Task to complete
What you return must match the records exactly, except that the pictures are gone.

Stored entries
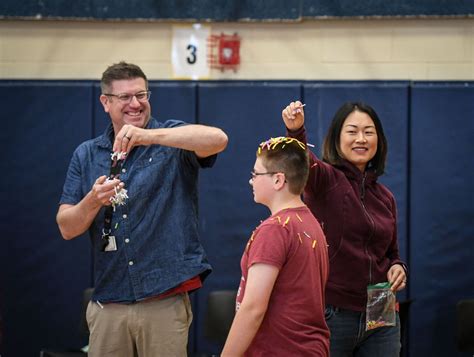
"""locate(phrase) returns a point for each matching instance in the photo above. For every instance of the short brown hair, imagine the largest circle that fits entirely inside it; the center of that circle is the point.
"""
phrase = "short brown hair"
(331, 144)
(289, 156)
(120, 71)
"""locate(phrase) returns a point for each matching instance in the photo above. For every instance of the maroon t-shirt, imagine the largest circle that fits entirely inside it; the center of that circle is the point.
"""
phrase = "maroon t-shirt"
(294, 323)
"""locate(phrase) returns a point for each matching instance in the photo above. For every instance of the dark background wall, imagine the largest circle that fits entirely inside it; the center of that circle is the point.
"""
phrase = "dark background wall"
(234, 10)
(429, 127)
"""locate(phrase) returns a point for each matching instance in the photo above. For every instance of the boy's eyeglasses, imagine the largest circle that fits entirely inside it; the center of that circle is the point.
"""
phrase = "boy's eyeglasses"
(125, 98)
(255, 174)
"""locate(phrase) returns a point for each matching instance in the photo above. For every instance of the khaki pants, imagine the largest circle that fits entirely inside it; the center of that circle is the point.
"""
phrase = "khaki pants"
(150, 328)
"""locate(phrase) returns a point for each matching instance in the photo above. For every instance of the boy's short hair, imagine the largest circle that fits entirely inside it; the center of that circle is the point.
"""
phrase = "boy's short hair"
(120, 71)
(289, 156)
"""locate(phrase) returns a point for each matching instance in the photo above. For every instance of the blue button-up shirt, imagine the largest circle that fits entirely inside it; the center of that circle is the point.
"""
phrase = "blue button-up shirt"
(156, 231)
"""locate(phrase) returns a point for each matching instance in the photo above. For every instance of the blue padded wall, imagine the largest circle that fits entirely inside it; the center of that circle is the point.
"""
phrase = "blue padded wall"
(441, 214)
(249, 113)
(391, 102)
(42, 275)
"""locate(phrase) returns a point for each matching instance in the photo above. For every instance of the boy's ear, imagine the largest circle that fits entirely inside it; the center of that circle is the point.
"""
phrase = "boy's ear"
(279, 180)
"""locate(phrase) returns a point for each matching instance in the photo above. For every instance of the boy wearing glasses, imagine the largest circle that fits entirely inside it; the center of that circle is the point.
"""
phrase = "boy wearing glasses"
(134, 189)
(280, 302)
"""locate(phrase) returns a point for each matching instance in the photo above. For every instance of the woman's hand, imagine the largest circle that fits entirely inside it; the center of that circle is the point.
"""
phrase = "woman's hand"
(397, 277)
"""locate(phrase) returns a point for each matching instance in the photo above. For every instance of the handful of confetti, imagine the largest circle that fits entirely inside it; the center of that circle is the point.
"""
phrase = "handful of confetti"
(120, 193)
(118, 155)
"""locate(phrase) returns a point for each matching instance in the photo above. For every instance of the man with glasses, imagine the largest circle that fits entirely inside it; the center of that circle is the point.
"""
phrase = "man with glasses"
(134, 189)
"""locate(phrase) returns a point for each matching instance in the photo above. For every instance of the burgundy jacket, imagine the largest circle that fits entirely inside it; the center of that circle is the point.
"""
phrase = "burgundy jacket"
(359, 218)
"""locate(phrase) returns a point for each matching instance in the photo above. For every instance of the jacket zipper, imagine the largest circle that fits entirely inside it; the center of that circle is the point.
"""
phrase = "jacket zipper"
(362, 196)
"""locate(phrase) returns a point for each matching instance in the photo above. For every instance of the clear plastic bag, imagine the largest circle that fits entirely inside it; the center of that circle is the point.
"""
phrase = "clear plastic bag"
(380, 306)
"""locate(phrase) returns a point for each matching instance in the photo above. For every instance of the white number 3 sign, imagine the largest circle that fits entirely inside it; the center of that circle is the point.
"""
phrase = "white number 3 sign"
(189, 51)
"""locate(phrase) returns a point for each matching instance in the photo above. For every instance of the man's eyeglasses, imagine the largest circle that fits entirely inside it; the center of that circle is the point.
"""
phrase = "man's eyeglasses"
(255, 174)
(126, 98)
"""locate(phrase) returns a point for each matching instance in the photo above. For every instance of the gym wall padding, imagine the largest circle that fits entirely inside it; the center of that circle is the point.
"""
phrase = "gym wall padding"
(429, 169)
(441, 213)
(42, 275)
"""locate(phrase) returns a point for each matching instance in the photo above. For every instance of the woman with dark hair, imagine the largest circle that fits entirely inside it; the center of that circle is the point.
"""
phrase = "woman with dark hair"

Finished task
"""locate(phrase) returns a point for each matching instance in the photo above. For every instance of the short brown hair, imagine the largest circle that fits entirely inside it; the center of that circle is the point.
"""
phrase = "short brown hair"
(331, 144)
(289, 156)
(120, 71)
"""locate(phrase) returns a point for each matching instance in the photo above. For every instance of the maroon t-shirt, imagine the largest circle that fits entirely inside it; the center of that circle is the point.
"""
phrase = "maroon t-shirt"
(294, 323)
"""locate(phrase) returns a point for each matching instance in the photo above. For every instance of the dark background wall, imagine the largest circle that fits entirely inside it; the center of that circle is the point.
"""
phrase = "dark background wall"
(234, 10)
(429, 127)
"""locate(phrase) returns a point for each matching instance in the photo above. For every instance of the boy's eyeglasses, imagine the largest circle that fits entirely inside it; the center of that circle is the point.
"""
phrase = "boy's eyeglasses"
(125, 98)
(255, 174)
"""locate(phrase) returns a point for each matching instance in the photo above. For every instance of the khaki pants, imagine the largest circle that fits entirely inside it; the center of that circle is the point.
"""
phrase = "khaki pants"
(150, 328)
"""locate(phrase) returns a point for each matching instance in the photo above. For every instance of the boy's short hair, imagine the largest circle that fits entirely inside it; the center of that circle is the point.
"""
phrase = "boy's short hair"
(120, 71)
(289, 156)
"""locate(phrase) returns a point for each matching instance in the photo above. For every instance of the blue button-up shirt, imagine the largest circle that fits entirely inside it; the center of that circle is the point.
"""
phrase = "blue button-up shirt"
(156, 231)
"""locate(phrase) returns a point for each matching instance in the photo above. For every instance of the blue padded wall, imagine the largest circle that fits entirely inside it; the center of that circle is the point.
"""
phrase = "blue padded wall"
(441, 214)
(249, 113)
(391, 102)
(42, 275)
"""locate(phrase) returns a point for each matching instance in the photo above. For every instance of the boy's ear, imagine the largest circle that fits entirely inside it; the center of that circle is the point.
"""
phrase = "boy's ear"
(279, 180)
"""locate(phrase) returns a point for each matching instance in the photo above. For every instance of the boy wearing glasses, imagine the largest circle that fits entirely inside it; the center of that circle is the point.
"""
phrase = "boy wearing glasses"
(134, 189)
(280, 302)
"""locate(phrase) returns a point for each matching instance in the photo above. For every instance of the woman's hand, imagine the largest circle that fits entirely inside it; the center of that circle is the point.
"""
phrase = "woman's hand"
(397, 277)
"""locate(phrase) returns a point for each matching instance in the photo above. For every instance of the handful of confetti, imagine the largest circle that fits entirely inside it; the center of that circle is the point.
"""
phrase = "handful of confetti"
(120, 193)
(118, 155)
"""locate(phrase) returns a point for each matching instance in the photo above. For every instance of the man with glasses, imagine the largest circle that fits entirely inside it; the center of that circle is the point.
"""
phrase = "man with glasses"
(134, 189)
"""locate(phrase) returns a point for each matching instance in the photo above. For every instance of the burgundy jacket, imagine the largest circle that fits entirely inside it; the center of that circle is the point.
"""
phrase = "burgundy jacket"
(359, 218)
"""locate(phrase) returns a point for each matching instance in the photo above. For every instance of the jacket zipper, imagine the largest circle that fits entirely inside it; the center of that circle is the point.
"""
phrase = "jacket zipper"
(362, 196)
"""locate(phrase) returns a point for each matching instance in the photo above. For every instance of the clear plastic bag, imagine the largest circle that fits entirely inside it; the center of that circle is the point.
"""
phrase = "clear plastic bag"
(380, 306)
"""locate(phrase) returns a point for each matching instance in the photo above. For every instance of the white number 3 sign, imagine the largest circle that fits entirely inside it; the center of that circle is the point.
"""
phrase = "white number 3 sign"
(189, 51)
"""locate(phrase) returns a point for each matching instance in the photo above. For every instance of the man's eyeglasses, imagine the largest circle that fits entirely inside it; the center of that circle is the point.
"""
phrase = "man's eyeglasses"
(255, 174)
(126, 98)
"""locate(phrase) returns a point for each matching instance in the photo above. For every instance of the gym wall padding, imagine the largest circle that fits entirely inside it; the center of that circle is the point.
"""
phrase = "gym wall padding"
(429, 169)
(441, 213)
(42, 275)
"""locate(phrase) returns a point for each matching instance in the photo above. For every instance of the woman with dark hair, imagine the largest circle that fits entirely inside it; the center of that circle is the point.
"""
phrase = "woman with dark hair"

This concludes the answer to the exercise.